**Tasks to complete**
A: In the essay on Hereditary, reproduce the passage word for word, beginning at the words "[Chris] All is" and stopping after "the film Hereditary.".
B: According to the essay on Hereditary, which 1973 film influenced the movie?

**Quoted text**
+-------+
[Chris] All is Not Right Here: Hereditary and the Horror of Embodied Trauma



“Should I be sadder?”

“You should be whatever you are.”

The British author C. S. Lewis once wrote, “No one ever told me that grief felt so like fear…the sensation is like being afraid…I dread the moments when the house is empty.” There is something about grief that it works its way down into the very fabric of our experiences and seems to numb it all. This is only compounded when one expresses the violence of trauma – which often leaves us to experience the world in quite a different way. And for some, this impact of grief and trauma seems to not let up. Enter the film Hereditary.

Director Ari Aster’s new film – with influences such as Japanese ghost stories, Stanley Kubrick’s horror classic The Shining, and 1973’s Don’t Look Now – brings the viewer front and center to an experience when, once the credits roll, leaves you physically tired.
+-------+
**Information supplied**
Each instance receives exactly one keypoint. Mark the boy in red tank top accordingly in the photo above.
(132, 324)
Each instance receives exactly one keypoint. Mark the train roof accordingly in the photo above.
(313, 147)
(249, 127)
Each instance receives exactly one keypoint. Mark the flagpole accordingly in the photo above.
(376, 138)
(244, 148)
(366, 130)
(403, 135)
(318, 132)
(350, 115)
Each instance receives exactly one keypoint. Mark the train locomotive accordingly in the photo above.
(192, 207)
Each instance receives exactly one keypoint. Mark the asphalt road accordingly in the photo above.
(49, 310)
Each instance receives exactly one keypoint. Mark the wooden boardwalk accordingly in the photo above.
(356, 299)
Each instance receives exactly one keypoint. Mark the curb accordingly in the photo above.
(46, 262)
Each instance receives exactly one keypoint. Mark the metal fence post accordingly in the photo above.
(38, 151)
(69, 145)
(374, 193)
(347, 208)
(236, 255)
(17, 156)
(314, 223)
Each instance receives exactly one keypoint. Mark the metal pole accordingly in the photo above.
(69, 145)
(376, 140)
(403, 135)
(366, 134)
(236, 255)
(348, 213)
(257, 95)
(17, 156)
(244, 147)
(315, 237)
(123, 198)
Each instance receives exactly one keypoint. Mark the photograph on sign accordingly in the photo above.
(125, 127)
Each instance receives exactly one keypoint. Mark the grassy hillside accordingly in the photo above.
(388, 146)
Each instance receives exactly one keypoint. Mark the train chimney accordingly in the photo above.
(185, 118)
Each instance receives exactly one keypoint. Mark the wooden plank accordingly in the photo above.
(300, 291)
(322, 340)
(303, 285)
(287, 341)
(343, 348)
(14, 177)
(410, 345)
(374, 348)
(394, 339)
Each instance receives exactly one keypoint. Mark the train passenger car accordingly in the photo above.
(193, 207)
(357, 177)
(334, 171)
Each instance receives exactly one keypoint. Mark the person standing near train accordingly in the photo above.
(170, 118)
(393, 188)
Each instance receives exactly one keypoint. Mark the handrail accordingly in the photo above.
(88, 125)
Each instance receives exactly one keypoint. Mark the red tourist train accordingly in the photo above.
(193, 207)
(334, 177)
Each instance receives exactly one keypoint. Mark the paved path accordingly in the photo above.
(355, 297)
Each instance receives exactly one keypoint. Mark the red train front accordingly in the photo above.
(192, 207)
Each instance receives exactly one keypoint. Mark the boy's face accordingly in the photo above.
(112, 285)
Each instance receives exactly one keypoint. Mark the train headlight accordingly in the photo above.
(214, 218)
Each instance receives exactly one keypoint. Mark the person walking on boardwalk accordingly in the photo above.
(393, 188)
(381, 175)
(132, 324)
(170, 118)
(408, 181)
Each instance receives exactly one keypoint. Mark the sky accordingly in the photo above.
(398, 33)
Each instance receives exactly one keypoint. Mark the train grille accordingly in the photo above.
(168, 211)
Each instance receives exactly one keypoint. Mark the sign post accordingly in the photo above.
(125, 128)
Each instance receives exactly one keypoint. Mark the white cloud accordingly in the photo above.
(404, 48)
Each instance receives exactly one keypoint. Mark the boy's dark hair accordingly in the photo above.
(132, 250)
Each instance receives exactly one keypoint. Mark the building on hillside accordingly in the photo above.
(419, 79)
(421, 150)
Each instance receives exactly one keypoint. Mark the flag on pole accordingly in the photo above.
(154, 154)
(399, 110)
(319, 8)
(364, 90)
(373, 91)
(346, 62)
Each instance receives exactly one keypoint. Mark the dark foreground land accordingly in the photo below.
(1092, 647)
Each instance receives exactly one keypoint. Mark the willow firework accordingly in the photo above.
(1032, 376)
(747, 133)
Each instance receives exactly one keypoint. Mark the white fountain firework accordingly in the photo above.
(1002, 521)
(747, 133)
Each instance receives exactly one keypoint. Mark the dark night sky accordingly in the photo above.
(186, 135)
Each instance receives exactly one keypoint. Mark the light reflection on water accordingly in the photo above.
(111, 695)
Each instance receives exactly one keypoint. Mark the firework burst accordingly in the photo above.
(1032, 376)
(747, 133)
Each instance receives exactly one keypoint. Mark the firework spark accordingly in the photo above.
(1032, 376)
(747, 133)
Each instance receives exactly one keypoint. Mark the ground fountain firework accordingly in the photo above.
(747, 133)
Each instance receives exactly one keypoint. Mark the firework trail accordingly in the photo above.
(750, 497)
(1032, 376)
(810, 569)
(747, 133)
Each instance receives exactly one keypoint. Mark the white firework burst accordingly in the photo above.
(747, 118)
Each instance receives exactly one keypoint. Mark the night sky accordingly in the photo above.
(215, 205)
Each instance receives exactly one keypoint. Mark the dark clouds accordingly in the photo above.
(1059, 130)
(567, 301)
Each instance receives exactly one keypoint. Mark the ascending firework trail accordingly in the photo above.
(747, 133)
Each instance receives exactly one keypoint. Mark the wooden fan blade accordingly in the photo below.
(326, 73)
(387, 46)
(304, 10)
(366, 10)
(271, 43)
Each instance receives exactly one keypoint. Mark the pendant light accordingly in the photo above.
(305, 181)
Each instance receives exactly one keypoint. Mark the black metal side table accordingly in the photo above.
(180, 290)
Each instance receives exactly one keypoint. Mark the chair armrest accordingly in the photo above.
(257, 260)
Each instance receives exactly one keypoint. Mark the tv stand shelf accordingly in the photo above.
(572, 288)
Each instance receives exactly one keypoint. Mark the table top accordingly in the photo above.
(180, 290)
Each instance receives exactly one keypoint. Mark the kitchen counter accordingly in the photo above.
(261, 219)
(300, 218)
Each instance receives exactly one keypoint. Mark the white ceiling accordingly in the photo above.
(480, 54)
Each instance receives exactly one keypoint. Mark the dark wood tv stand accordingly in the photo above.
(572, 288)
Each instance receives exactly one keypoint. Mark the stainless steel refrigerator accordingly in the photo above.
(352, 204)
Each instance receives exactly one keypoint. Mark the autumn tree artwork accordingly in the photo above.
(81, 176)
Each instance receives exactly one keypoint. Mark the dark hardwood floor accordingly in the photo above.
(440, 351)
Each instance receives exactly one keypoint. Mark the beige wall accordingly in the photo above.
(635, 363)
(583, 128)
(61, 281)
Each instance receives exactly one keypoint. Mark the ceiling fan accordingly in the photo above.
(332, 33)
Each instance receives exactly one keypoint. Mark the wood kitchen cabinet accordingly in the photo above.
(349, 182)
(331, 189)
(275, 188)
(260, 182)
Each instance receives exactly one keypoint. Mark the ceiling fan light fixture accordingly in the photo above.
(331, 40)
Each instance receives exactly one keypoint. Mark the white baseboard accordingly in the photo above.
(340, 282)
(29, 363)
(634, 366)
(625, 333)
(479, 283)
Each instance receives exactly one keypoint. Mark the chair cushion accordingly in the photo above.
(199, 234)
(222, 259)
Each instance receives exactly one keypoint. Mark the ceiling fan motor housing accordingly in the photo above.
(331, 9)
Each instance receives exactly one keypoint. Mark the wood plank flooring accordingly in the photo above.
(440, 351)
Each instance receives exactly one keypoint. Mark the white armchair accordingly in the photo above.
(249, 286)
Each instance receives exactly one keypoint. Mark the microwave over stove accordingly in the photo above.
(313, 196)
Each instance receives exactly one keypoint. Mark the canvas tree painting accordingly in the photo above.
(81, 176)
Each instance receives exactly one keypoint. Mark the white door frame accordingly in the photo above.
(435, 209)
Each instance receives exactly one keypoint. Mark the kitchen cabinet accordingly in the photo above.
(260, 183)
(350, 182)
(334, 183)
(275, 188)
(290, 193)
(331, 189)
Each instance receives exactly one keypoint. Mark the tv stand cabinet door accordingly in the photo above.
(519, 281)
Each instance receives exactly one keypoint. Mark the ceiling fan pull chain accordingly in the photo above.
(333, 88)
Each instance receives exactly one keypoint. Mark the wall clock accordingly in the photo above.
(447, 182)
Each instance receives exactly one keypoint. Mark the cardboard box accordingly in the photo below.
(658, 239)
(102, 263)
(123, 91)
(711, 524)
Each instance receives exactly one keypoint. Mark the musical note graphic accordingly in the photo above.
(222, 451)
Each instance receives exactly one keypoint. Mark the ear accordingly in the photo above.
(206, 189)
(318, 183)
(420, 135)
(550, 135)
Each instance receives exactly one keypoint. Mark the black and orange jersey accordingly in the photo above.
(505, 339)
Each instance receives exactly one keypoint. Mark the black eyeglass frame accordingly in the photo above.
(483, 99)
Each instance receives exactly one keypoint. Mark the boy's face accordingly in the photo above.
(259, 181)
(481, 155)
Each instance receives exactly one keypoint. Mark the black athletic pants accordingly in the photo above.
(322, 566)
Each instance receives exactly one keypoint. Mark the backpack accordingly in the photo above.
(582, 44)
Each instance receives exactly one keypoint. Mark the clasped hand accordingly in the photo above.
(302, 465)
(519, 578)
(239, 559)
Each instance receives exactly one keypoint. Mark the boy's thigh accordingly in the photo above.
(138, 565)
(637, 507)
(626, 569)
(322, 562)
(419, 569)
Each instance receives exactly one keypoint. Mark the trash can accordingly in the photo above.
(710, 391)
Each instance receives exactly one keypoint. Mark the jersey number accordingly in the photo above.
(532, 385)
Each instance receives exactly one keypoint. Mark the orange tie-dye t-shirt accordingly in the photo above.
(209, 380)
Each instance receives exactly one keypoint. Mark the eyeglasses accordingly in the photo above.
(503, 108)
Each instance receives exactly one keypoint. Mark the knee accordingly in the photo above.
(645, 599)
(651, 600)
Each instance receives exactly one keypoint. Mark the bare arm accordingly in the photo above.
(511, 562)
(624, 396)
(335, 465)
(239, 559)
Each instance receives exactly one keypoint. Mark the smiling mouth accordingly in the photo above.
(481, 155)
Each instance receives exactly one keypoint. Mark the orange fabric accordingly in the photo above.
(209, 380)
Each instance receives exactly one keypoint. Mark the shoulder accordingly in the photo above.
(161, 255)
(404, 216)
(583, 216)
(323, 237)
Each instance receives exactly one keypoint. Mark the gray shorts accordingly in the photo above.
+-------+
**Solved tasks**
A:
[Chris] All is Not Right Here: Hereditary and the Horror of Embodied Trauma



“Should I be sadder?”

“You should be whatever you are.”

The British author C. S. Lewis once wrote, “No one ever told me that grief felt so like fear…the sensation is like being afraid…I dread the moments when the house is empty.” There is something about grief that it works its way down into the very fabric of our experiences and seems to numb it all. This is only compounded when one expresses the violence of trauma – which often leaves us to experience the world in quite a different way. And for some, this impact of grief and trauma seems to not let up. Enter the film Hereditary.

B: Don’t Look Now